**Job**
Exclude the pictures, then repeat the remaining data exactly.
* START Record excerpts *
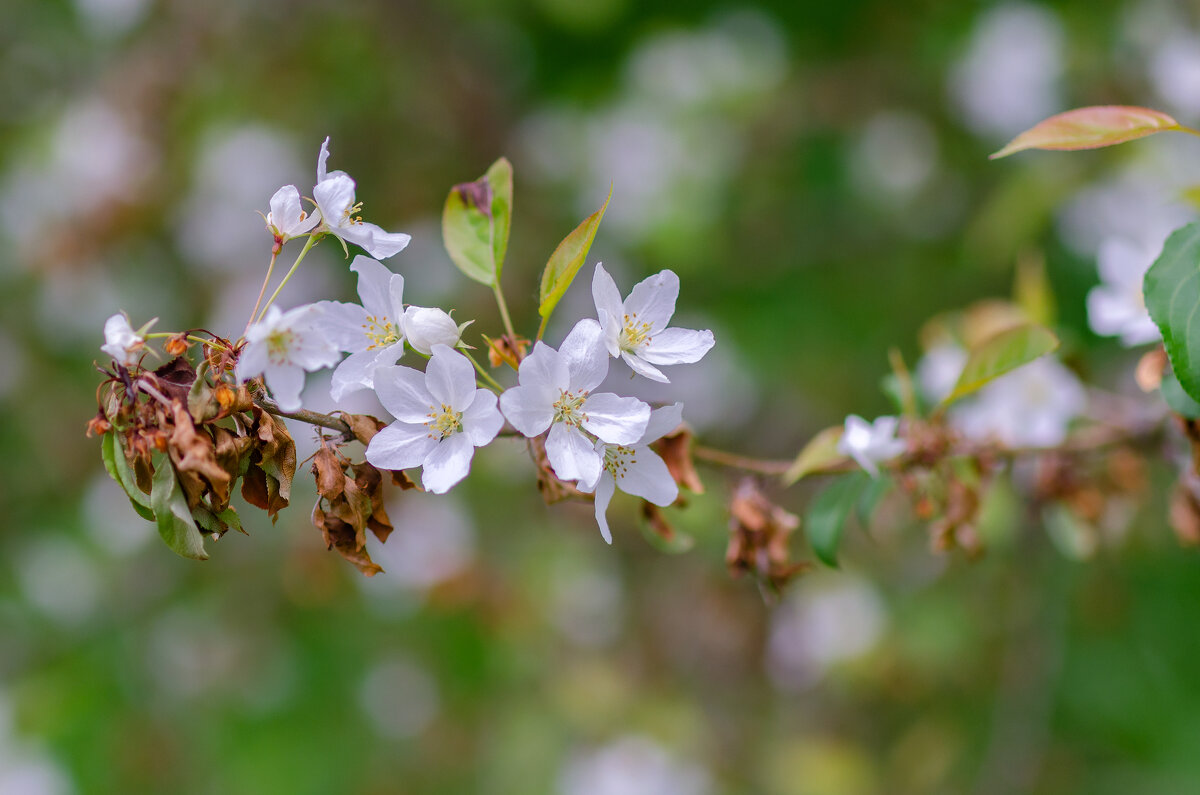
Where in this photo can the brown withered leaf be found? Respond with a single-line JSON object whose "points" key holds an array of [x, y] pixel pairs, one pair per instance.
{"points": [[505, 350], [343, 538], [175, 378], [760, 533], [330, 474], [195, 452], [1149, 372], [676, 452], [364, 426], [370, 480]]}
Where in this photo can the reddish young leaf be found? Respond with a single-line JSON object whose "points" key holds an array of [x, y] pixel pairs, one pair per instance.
{"points": [[1102, 125]]}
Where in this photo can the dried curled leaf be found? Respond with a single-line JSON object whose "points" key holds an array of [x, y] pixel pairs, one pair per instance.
{"points": [[760, 533]]}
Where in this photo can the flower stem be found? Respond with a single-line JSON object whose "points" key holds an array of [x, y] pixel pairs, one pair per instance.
{"points": [[483, 374], [262, 291], [504, 310], [309, 244]]}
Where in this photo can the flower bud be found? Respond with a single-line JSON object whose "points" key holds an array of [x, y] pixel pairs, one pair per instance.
{"points": [[178, 345], [426, 327]]}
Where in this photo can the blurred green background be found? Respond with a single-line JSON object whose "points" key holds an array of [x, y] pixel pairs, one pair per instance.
{"points": [[816, 174]]}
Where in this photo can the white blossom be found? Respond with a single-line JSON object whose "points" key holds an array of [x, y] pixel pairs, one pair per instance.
{"points": [[1030, 406], [939, 370], [429, 326], [120, 340], [636, 329], [636, 468], [441, 418], [288, 217], [870, 443], [371, 333], [335, 198], [555, 393], [1116, 308], [281, 347]]}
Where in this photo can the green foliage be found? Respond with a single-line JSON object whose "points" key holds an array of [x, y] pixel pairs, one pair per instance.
{"points": [[175, 522], [1173, 296], [999, 354], [119, 470], [826, 518], [820, 454], [475, 223], [567, 259]]}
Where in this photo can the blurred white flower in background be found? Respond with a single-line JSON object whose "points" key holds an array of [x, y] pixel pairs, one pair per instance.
{"points": [[817, 627], [1031, 406], [1008, 78], [90, 159], [633, 765], [1115, 306], [25, 769], [939, 370]]}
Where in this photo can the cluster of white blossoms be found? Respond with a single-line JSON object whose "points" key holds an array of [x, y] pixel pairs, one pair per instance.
{"points": [[599, 441]]}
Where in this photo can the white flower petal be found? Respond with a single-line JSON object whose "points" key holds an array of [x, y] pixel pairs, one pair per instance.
{"points": [[642, 368], [403, 393], [606, 298], [335, 197], [481, 422], [343, 326], [587, 362], [400, 446], [450, 377], [605, 489], [376, 287], [447, 464], [373, 239], [646, 476], [663, 422], [286, 383], [571, 454], [355, 372], [652, 300], [529, 408], [677, 346], [544, 369], [617, 420], [429, 326]]}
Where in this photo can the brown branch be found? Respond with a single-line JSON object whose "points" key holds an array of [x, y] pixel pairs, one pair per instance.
{"points": [[732, 460], [305, 416]]}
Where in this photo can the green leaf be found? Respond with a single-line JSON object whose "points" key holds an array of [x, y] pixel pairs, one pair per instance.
{"points": [[567, 261], [1001, 353], [119, 470], [1173, 296], [499, 177], [869, 500], [475, 223], [820, 454], [1090, 129], [1177, 400], [827, 515], [175, 522]]}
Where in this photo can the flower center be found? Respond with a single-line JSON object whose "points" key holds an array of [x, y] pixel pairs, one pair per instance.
{"points": [[633, 334], [348, 215], [279, 344], [568, 408], [381, 332], [617, 459], [444, 423]]}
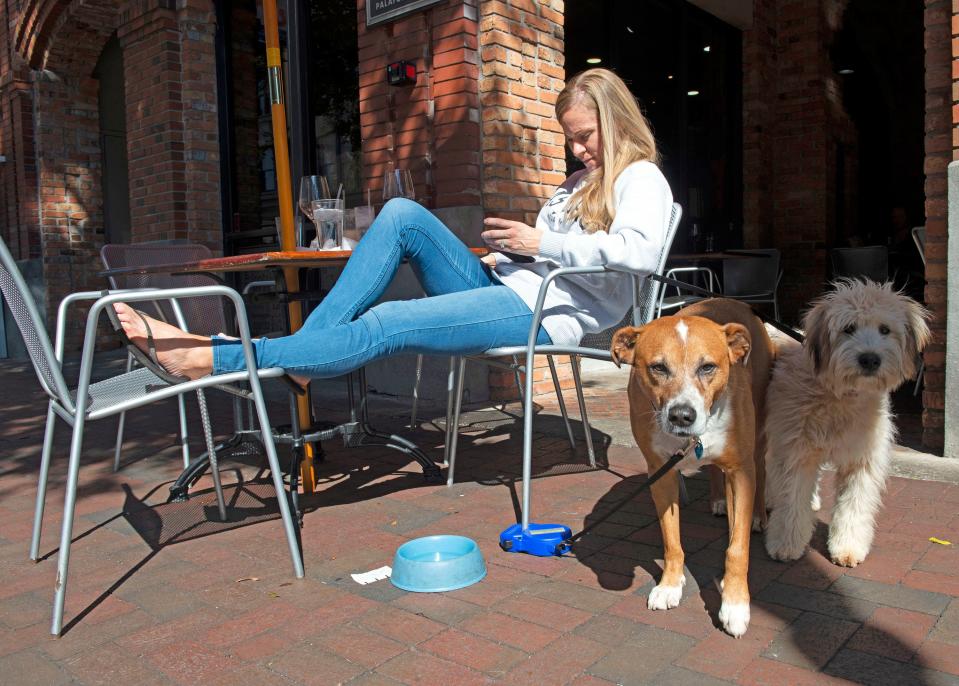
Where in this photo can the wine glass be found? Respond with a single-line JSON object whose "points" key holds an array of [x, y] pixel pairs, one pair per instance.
{"points": [[398, 183], [312, 188]]}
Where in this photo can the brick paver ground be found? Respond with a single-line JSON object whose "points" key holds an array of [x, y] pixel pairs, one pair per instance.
{"points": [[159, 594]]}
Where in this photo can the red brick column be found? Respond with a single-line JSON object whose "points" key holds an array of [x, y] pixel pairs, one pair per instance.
{"points": [[432, 126], [172, 142], [522, 73], [942, 144]]}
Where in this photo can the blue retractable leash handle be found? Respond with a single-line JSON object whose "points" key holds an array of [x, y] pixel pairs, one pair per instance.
{"points": [[546, 540]]}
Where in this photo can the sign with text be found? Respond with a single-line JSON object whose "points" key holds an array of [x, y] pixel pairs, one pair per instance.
{"points": [[379, 11]]}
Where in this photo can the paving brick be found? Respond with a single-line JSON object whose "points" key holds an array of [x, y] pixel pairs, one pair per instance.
{"points": [[893, 595], [879, 671], [822, 602], [405, 627], [308, 663], [558, 663], [766, 672], [721, 656], [417, 667], [543, 612], [941, 657], [518, 633], [810, 641], [892, 633], [690, 618], [438, 607], [947, 626], [360, 645], [643, 655], [474, 652]]}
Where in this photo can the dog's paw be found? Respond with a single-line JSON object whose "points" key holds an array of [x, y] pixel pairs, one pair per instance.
{"points": [[847, 554], [734, 617], [663, 597]]}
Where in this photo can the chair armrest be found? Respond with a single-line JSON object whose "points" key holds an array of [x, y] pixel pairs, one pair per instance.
{"points": [[73, 298]]}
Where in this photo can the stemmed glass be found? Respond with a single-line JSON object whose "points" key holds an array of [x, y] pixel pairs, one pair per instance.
* END Record excerpts *
**Exercise output**
Where in this photo can the brown withered leaf be found? Respond with a single-line JSON object whose "points" key holds an array of [x, y] pixel pairs, one pair per instance.
{"points": [[505, 350], [343, 538], [175, 378], [760, 533], [330, 474], [195, 452], [1149, 372], [676, 452], [364, 426], [370, 480]]}
Where in this photo can the reddish young leaf be found? Respond with a single-line JSON object whose "points" key holds an array of [x, y] pixel pairs, one pair per instance.
{"points": [[1102, 125]]}
Where in this photo can the dried curled leaf be found? Respond with a single-line JSON object whose "points" key holds an array of [x, y] pixel pairs, one pair per instance.
{"points": [[760, 533]]}
Where in this photo can the flower stem be found? Respond with a single-line JSON object whose "points" key holds an array of [x, y] pixel pairs, one pair per instance.
{"points": [[483, 374], [262, 291], [504, 310], [309, 244]]}
Where in this photo can the flower bud be found? Respond with a single-line JSON object whose "points" key holds an array of [x, y] pixel pairs, one pair per instance.
{"points": [[178, 345], [426, 327]]}
Where in this photo can the blurred green background be found? Respond with a single-line JSON object whose "points" key holds an array of [x, y] pixel pairs, one pair per instance.
{"points": [[816, 174]]}
Where in this photo can the white blossom be found? Respond with a single-line JSON object whose "points" key holds an array of [x, y] pixel pairs, one pair per instance.
{"points": [[1030, 406], [939, 370], [429, 326], [120, 340], [636, 329], [636, 468], [441, 418], [288, 217], [870, 443], [371, 333], [335, 198], [555, 393], [1116, 308], [281, 347]]}
Where in this photo can the green foliage be found? Respond with a single-line JSON object whose "points" key holds an array of [x, y] pixel pairs, one pair per instance.
{"points": [[175, 522], [1173, 296], [999, 354], [119, 470], [826, 518], [820, 454], [475, 223], [567, 259]]}
Where in this photo can the blurred white flower in background be found? Respond with a single-line JSON object whose "points" key holds an array of [x, y] pixel pairs, one pair per instance.
{"points": [[817, 627], [1031, 406], [1008, 78], [90, 159], [633, 765], [1115, 306], [25, 769], [939, 370]]}
Where in this photo can the cluster of white blossoms be found? Respond with a single-line JSON object whose "points" key holds an array of [x, y] pixel pairs, one pair per instance.
{"points": [[599, 441]]}
Where in this photo can the white flower petal be found? Respond with a single-line JSON object whose "points" key holds an array of [x, y] pixel pairs, one pair per instance.
{"points": [[642, 368], [403, 393], [606, 298], [335, 197], [481, 422], [343, 326], [587, 362], [400, 446], [450, 377], [605, 489], [376, 287], [447, 464], [373, 239], [646, 476], [663, 422], [286, 383], [571, 454], [355, 372], [652, 300], [529, 408], [677, 346], [544, 369], [617, 420], [429, 326]]}
Where in this photo can the brown branch be found? Respond with a single-line JSON object whose "points" key holds an array of [x, y] pixel pairs, one pair per instance.
{"points": [[732, 460], [305, 416]]}
Where in this photo can the green leaf be found? Respond with a single-line JSON object whose "points" key holds an array of [x, y] pixel pairs, one pair per instance.
{"points": [[567, 261], [1001, 353], [119, 470], [1173, 296], [499, 177], [869, 500], [475, 223], [820, 454], [1090, 129], [1177, 400], [827, 515], [175, 522]]}
Where in this photo can the flower center be found? Respond with a single-line JSON object whose "points" key holds an array of [x, y] pixel pairs, one pair per instance.
{"points": [[633, 334], [348, 215], [279, 344], [568, 408], [381, 332], [617, 459], [444, 423]]}
Where in this photo can the wine glass be found? Respond with a single-line JSON object whose "points" key holds an array of [x, y] pixel pairs, one pair per instance.
{"points": [[398, 183], [312, 188]]}
Where in this photo can the brick paver ground be found? Respond with a single-line JSON object whose "points" key holds an array of [x, y] pixel pairs, one pair per instance.
{"points": [[159, 594]]}
Where in this photo can the red brick column be found? Respond with a single-line JSON object whose "points" key holds an array of [x, y] pixel pairs, one pair per instance.
{"points": [[432, 126], [172, 142], [522, 73], [942, 144]]}
Where in this photo can the blue retractable leash handle be found? Respond with a single-line JSON object whose "points" key holds an array of [x, y] pixel pairs, one pair per instance.
{"points": [[546, 540]]}
Where in this photo can the sign with text be found? Respond with a single-line JSON object whose "points" key holds an array of [x, y] pixel pairs, one pair per instance.
{"points": [[379, 11]]}
Where in this photo can the paving brick be found? Respond with a single-line JSON object whose "points" key holds an array of [x, y] pixel pairs, one pair per instance.
{"points": [[893, 595], [879, 671], [822, 602], [405, 627], [308, 663], [558, 663], [766, 672], [721, 656], [417, 667], [543, 612], [941, 657], [518, 633], [810, 641], [892, 633], [690, 618], [438, 607], [947, 626], [360, 645], [643, 655], [474, 652]]}
Where in this photo can the dog's paw be found? Respond with a single-line JSON object whose "points" key holds an array of [x, y] pixel pairs, one pair per instance.
{"points": [[847, 554], [734, 617], [663, 597]]}
Where in this photo can the chair armrest be found? Respond with a single-line JSON object whose "points" key holds an array of [x, y] pixel pairs, one pair per instance.
{"points": [[73, 298]]}
Where in this photo can the stemmed glass be found? Respond with a single-line JSON object whose "points" key holds an array of [x, y] pixel pairs, one pair per instance.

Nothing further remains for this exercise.